THE REQUEST: Please copy the lines below without changing a single character.

[Dataset excerpt]
***

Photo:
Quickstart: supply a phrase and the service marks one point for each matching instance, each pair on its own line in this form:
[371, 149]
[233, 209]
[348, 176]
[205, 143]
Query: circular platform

***

RESPONSE BELOW:
Photo:
Quickstart: supply a phrase and the service marks one point for each matching instance, each pair on its own line in this form:
[371, 149]
[233, 209]
[348, 176]
[205, 143]
Query: circular platform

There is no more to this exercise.